## [Exercise brief]
Print the data below exactly as it stands, and keep the pictures out.

Start of Block

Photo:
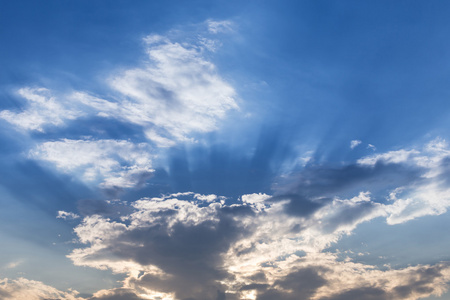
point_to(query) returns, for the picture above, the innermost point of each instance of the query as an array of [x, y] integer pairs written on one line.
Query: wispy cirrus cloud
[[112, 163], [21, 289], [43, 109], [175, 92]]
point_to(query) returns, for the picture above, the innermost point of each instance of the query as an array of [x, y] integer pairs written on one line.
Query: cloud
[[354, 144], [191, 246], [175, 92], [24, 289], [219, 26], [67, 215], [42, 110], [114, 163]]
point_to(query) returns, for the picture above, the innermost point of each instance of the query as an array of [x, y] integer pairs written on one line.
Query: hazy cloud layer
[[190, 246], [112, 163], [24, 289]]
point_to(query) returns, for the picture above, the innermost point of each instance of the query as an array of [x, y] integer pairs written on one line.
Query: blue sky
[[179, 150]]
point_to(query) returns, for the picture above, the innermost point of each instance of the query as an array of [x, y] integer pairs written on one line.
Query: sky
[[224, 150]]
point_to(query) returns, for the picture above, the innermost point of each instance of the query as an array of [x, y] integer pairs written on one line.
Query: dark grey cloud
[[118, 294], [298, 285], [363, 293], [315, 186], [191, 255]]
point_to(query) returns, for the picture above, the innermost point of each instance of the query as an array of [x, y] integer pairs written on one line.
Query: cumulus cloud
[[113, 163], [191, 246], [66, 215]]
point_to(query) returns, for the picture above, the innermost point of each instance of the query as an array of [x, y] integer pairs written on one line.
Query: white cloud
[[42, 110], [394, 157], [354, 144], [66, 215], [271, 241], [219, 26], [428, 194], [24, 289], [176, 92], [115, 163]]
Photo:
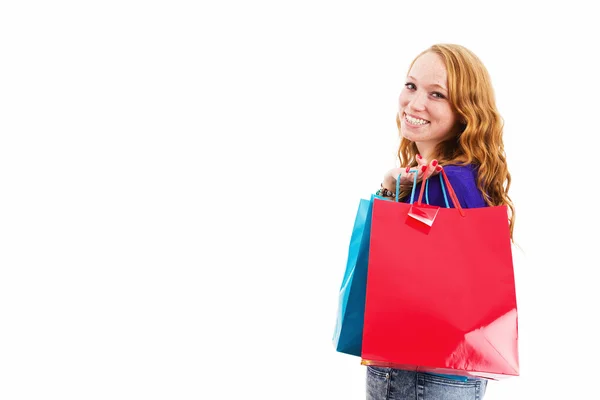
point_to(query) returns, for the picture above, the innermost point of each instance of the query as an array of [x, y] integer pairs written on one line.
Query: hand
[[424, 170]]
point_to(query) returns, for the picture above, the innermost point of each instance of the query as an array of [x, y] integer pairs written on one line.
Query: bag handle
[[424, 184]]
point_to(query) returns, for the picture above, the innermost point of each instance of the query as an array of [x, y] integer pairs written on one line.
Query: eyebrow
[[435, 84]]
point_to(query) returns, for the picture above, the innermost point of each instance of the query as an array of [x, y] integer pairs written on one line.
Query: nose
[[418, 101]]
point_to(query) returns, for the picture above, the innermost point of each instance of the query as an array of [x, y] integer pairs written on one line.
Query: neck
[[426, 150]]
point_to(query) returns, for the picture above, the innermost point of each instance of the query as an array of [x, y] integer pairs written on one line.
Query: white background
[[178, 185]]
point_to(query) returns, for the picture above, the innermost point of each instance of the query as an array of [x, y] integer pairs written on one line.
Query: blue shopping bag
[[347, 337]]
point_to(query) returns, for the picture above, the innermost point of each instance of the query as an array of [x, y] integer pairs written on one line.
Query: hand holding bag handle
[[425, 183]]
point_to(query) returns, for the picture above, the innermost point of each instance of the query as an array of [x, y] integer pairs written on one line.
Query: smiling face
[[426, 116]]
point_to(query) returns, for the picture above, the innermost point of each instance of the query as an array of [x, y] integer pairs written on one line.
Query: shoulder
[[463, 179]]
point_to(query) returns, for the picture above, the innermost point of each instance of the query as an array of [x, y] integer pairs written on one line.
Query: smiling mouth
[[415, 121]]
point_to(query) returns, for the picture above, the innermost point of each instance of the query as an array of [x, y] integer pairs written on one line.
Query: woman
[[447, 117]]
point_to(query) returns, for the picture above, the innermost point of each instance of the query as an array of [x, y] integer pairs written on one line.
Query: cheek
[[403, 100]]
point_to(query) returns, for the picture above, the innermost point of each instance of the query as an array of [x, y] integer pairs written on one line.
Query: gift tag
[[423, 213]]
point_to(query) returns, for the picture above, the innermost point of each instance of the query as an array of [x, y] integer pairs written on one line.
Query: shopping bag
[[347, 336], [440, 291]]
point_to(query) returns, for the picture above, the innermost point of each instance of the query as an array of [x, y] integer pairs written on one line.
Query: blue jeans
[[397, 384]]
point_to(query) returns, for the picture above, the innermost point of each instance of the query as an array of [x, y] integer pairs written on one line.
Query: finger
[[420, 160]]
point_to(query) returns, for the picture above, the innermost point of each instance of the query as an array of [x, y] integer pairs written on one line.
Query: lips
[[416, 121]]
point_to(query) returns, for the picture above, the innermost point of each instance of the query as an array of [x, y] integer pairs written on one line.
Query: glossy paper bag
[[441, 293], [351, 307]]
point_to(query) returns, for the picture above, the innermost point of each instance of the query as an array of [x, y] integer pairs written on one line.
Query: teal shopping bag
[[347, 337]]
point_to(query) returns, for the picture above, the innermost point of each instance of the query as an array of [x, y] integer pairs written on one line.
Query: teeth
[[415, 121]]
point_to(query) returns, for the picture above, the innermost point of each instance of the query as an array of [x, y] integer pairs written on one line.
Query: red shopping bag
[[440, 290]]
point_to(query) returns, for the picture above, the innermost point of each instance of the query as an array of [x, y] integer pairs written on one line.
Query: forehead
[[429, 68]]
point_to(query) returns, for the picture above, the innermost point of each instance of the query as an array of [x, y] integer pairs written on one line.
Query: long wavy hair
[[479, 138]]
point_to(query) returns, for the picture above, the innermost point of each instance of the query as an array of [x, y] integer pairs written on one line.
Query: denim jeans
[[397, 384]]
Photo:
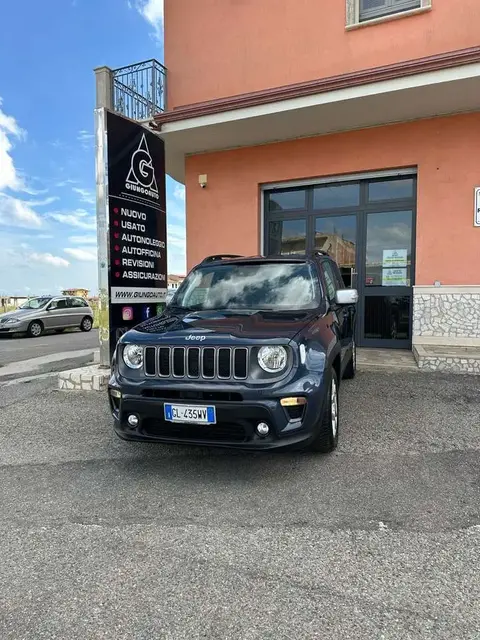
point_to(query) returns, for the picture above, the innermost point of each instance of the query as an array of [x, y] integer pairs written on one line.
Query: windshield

End of Block

## [Result below]
Photo:
point_to(query) returns, for the picture above, the innermost point of each instance of the query as an array of [x, y] integer pairs written on one line.
Query: wispy cirrus cloud
[[112, 163], [21, 289], [43, 109], [175, 92]]
point_to(query) returns, for the picture above, the innermost point of each instance of the query as an array of [x, y] integer pairs written on one line.
Query: cloud
[[354, 144], [191, 246], [175, 92], [24, 289], [219, 26], [67, 215], [42, 110], [114, 163]]
point_to(query) returns, for the picture above, the innermost point of each instance of the query as an array of [x, y] integer pairs written on one line.
Query: hazy cloud layer
[[190, 246], [112, 163], [24, 289]]
point_to(query) returns, for the picture above, the innermost point of each instance of the query as an array of [x, y] integer pairs written on one line.
Query: blue sky
[[179, 150]]
point_to(query) returns, for the picture above, the innermost point of each instance of the query as an array of [x, y] integer pairs written on one line.
Query: sky
[[224, 150]]
point_to(query) returns, for the picture above, the innermost point of each instance of the query as an array of [x, y] integer pairs written on one line.
Query: dark grey cloud
[[118, 294], [298, 285], [363, 293], [315, 186], [191, 255]]
point_to(query) returns, for the picture above, the innermost point of each instance of the query as an array of [x, y] integer pairs written on one line.
Query: cumulus cloud
[[113, 163], [191, 246], [66, 215]]
point_to(query) returns, for the picture above, the innermost point of each instance of the query as an array of [x, y] integer pairs written on one line.
Query: white cloud
[[42, 110], [394, 157], [354, 144], [66, 215], [271, 241], [219, 26], [428, 194], [24, 289], [176, 92], [115, 163]]
Photo:
point_to(query) returns, for the picture above, the innermost point of each instance of the query as an array of [x, y] integer pairs written on one line.
Query: hand
[[424, 170]]
point_to(query) returns, for the picture above, the innermost point of each instance of the query as an array of [x, y] integer pairs written on one line.
Query: bag handle
[[424, 184]]
point_to(query) returns, for the picture above, the innermost point of each instance of the query as an array of [x, y] integer pairs written on one line.
Query: eyebrow
[[435, 84]]
point_to(query) returns, for the picture above, the innermost point of each instance of the query as an array of [x, y] integer pairs written on one line.
Query: nose
[[418, 101]]
point_to(query) returns, for the picture above, the innermost point of each instance of the query as an array of [x, y] integer pairs written on one line.
Query: neck
[[426, 150]]
point_to(query) returns, for the picture above, the innermost point of each instance of the query as an array of [x, y] integer pairs written on one line.
Query: white background
[[178, 185]]
point_to(query) returns, for the picture above, the innermost point of each instance of the query as an array of [x, y] integer pairs written on one line.
Query: blue shopping bag
[[347, 337]]
point_to(query) returns, for the picture above, the innermost point of each instance of the query as an array of [x, y] integer pairs written on one line.
Query: hand holding bag handle
[[425, 183]]
point_to(query) returns, for the picture above, the innermost point of each instance of the query as an array of [x, y] integer pairs written on one line.
Query: smiling face
[[426, 116]]
point_to(query) returns, for the picture above, the innermost point of each instance of the query as an array of [x, y] integer pairs written on one line.
Query: shoulder
[[463, 179]]
point_to(query) returns, for the picture above, the innermost point of each instance of the query as an array of [x, y] integer pairs written on one line.
Query: smiling mouth
[[415, 121]]
point_to(query) returns, for the picture above, the innermost point of each instance of the query as an array of [x, y] integer pairs written on one line.
Query: woman
[[447, 117]]
point_to(query) returns, for the picture above, the innermost point of each instance of the query as an array of [x, y] integer pairs written on one line.
Query: cheek
[[403, 100]]
point_to(query) returns, for the picture above, the innermost point of each instance of the query as an array of [x, y] integer pairs written on one line.
Query: gift tag
[[423, 213]]
point_to(query) returns, for the picture above, the innermost point of each instance of the query as an array of [x, y] integer pairs written on one line.
Query: shopping bag
[[347, 336], [440, 291]]
point_to(query) returns, for the picture above, the innermost point of each instance of the query as an array of [x, y] integer pairs written on one line.
Query: blue jeans
[[397, 384]]
point_to(query) returns, for the picture above, the innermost point of each instance of the query as an array of [x, y] integer pairs written on one line.
Query: finger
[[420, 160]]
point_to(query) returns, for the picture above, the innermost point of each instance of the query as an array of [x, y] integer pairs written on one line.
Query: lips
[[416, 121]]
point_to(query) returns, for the picture above, the innermost point of each instance of the query as an array of [x, y] integer pairs written on one line.
Query: glossy paper bag
[[441, 293], [351, 307]]
point_to(query) returns, for the picture above, the innermost point of each instance of the query as an array of [x, y] integer pairs written on one line.
Query: teal shopping bag
[[347, 337]]
point_to(query) returns, for the picture above, the innermost point of each instance of the query as an array of [x, y] integer pairs written on one line.
Query: teeth
[[415, 121]]
point_to(query) returns, for the picture above, the innermost point of each instance of the query as an array of [x, y] integer pairs written on one line.
Query: red shopping bag
[[440, 290]]
point_to(query) returns, for the picture above, the innermost point of each instance of the query as an array of [x, y] integer pairs written on one line.
Query: forehead
[[429, 68]]
point_to(query) returns, for the picture above, the innermost point of each instance of the query as an array of [x, y] integer pairs written on one line.
Query: long wavy hair
[[479, 138]]
point_to(query) returns, for the picture above, the innermost point of each instance of the query as an array of [x, y] integer pairs written on one line.
Query: denim jeans
[[397, 384]]
Photo:
point_to(query) returns, for the picture above, the innermost point of each instance of the query as an array of [x, y] integer pairs written on one line.
Query: windshield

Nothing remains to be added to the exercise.